### Direction
Reproduce the entire forum thread on campervan toilets below word for word.

# Toilets in campervans - advice please



## orcadia (Oct 13, 2019)

We've got a campervan and have no shower or toilet. I'm keen to do some wild camping. I've seen some solar showers but am undecided what to do about toilets. It would be great to get some advice from those who've been there, so to say. Do we buy a Thetford? Where do we store it in the campervan (which has very limited storage)? And then there's the practicalities of using it..... Toilet tent pitched outside? But then that's not really unobtrusive wild camping... How do others solve this problem?


----------



## izwozral (Oct 13, 2019)

This seems a cheap solution to me and more comfortable than just a bucket with a bag in it. https://www.amazon.co.uk/Kampa-khaz...nt=&hvlocphy=&hvtargid=pla-706998970728&psc=1


----------



## Millie Master (Oct 13, 2019)

It all depends on the size/model of your campervan?
I have a LWB H2 Renault Master and I fitted the shower/loo room into its own room between the rear wheel boxes.  The loo is a Thetford cassette which for the 2 of us can last 3 days between flush outs.


----------



## colinm (Oct 13, 2019)

You can carry a stand alone (should that be sit alone  ) toilet which can be stored anywhere it fits when not in use.








						11 Best Campervan Toilets For Your Next Off Grid Adventure
					

What are the most important things to think about when completing a camper conversion? What van life essentials come at the top of the list, the things that the van life influencers on your favourite Van Life Instagram accounts use every day and rely on more than anything? Sure, there’s solar...




					vanclan.co


----------



## Tezza33 (Oct 13, 2019)

izwozral said:


> This seems a cheap solution to me and more comfortable than just a bucket with a bag in it. https://www.amazon.co.uk/Kampa-khaz...nt=&hvlocphy=&hvtargid=pla-706998970728&psc=1


As long as you remember to take the inner lid off


----------



## witzend (Oct 13, 2019)

Whats a camper van without toilet or shower ? Delivery van


----------



## orcadia (Oct 13, 2019)

colinmd said:


> You can carry a stand alone (should that be sit alone  ) toilet which can be stored anywhere it fits when not in use.

(Portion of a data file)

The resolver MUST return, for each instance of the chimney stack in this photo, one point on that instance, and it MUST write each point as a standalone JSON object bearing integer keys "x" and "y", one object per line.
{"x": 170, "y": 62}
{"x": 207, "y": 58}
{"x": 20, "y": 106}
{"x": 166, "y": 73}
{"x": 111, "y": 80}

### Solution
# Toilets in campervans - advice please



## orcadia (Oct 13, 2019)

We've got a campervan and have no shower or toilet. I'm keen to do some wild camping. I've seen some solar showers but am undecided what to do about toilets. It would be great to get some advice from those who've been there, so to say. Do we buy a Thetford? Where do we store it in the campervan (which has very limited storage)? And then there's the practicalities of using it..... Toilet tent pitched outside? But then that's not really unobtrusive wild camping... How do others solve this problem?


----------



## izwozral (Oct 13, 2019)

This seems a cheap solution to me and more comfortable than just a bucket with a bag in it. https://www.amazon.co.uk/Kampa-khaz...nt=&hvlocphy=&hvtargid=pla-706998970728&psc=1


----------



## Millie Master (Oct 13, 2019)

It all depends on the size/model of your campervan?
I have a LWB H2 Renault Master and I fitted the shower/loo room into its own room between the rear wheel boxes.  The loo is a Thetford cassette which for the 2 of us can last 3 days between flush outs.


----------



## colinm (Oct 13, 2019)

You can carry a stand alone (should that be sit alone  ) toilet which can be stored anywhere it fits when not in use.








						11 Best Campervan Toilets For Your Next Off Grid Adventure
					

What are the most important things to think about when completing a camper conversion? What van life essentials come at the top of the list, the things that the van life influencers on your favourite Van Life Instagram accounts use every day and rely on more than anything? Sure, there’s solar...




					vanclan.co


----------



## Tezza33 (Oct 13, 2019)

izwozral said:


> This seems a cheap solution to me and more comfortable than just a bucket with a bag in it. https://www.amazon.co.uk/Kampa-khaz...nt=&hvlocphy=&hvtargid=pla-706998970728&psc=1


As long as you remember to take the inner lid off


----------



## witzend (Oct 13, 2019)

Whats a camper van without toilet or shower ? Delivery van


----------



## orcadia (Oct 13, 2019)

colinmd said:


> You can carry a stand alone (should that be sit alone  ) toilet which can be stored anywhere it fits when not in use.